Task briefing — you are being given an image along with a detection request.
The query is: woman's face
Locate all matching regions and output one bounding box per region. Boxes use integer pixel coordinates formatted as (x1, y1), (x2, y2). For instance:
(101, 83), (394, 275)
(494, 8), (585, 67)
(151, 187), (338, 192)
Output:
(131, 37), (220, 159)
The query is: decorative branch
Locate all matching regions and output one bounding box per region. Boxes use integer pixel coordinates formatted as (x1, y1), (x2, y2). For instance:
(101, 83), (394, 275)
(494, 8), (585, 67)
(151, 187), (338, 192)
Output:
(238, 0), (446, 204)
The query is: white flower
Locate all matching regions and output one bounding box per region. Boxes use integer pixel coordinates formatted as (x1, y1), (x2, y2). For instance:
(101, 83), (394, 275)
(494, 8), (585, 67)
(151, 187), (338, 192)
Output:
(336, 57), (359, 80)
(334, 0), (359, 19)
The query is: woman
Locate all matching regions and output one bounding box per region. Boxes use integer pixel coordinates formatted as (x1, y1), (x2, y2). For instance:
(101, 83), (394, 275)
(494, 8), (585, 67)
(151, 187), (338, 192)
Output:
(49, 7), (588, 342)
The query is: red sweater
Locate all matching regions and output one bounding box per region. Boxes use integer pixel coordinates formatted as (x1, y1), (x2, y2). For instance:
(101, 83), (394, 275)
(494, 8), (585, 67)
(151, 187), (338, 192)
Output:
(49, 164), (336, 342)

* [Instructions for the task] Convert all the items above into a Markdown table with the columns No. and Line, giving each line its own numbered row and omitting blank lines.

* [Written answer]
| No. | Line |
|---|---|
| 1 | Task briefing — you are being given an image along with a detection request. |
| 2 | The query is: woman's face |
| 3 | Locate all matching regions and output one bounding box per region. Boxes use integer pixel coordinates formatted as (x1, y1), (x2, y2). For instance: |
| 4 | (101, 83), (394, 275) |
| 5 | (494, 8), (585, 67) |
| 6 | (151, 187), (338, 192) |
| 7 | Output: |
| 8 | (131, 37), (220, 159) |
| 9 | The query is: decorative branch |
| 10 | Locate all matching regions and output one bounding box per region. Boxes use integer pixel coordinates formatted as (x1, y1), (x2, y2). For instance: |
| 11 | (101, 83), (394, 275) |
| 12 | (494, 8), (585, 67) |
| 13 | (151, 187), (338, 192) |
| 14 | Output: |
| 15 | (238, 0), (446, 204) |
| 16 | The query is: white flower |
| 17 | Locate all matching regions and output one bounding box per region. Boxes use integer pixel coordinates formatted as (x1, y1), (x2, y2). For instance: |
| 18 | (101, 83), (394, 275) |
| 19 | (494, 8), (585, 67) |
| 20 | (151, 187), (338, 192) |
| 21 | Output: |
| 22 | (336, 57), (359, 80) |
| 23 | (334, 0), (359, 19) |
| 24 | The query is: woman |
| 25 | Locate all matching regions and output one bounding box per region. Boxes use integer pixel coordinates formatted as (x1, y1), (x2, y2). For instance: |
| 26 | (101, 83), (394, 275) |
| 27 | (494, 8), (585, 67) |
| 28 | (151, 187), (338, 192) |
| 29 | Output: |
| 30 | (49, 7), (588, 342) |
| 31 | The query is: red sweater |
| 32 | Locate all matching regions and output one bounding box per region. Boxes use integer pixel coordinates formatted as (x1, y1), (x2, y2). For instance: |
| 33 | (101, 83), (394, 275) |
| 34 | (494, 8), (585, 67) |
| 35 | (151, 187), (338, 192) |
| 36 | Output: |
| 37 | (49, 164), (336, 342) |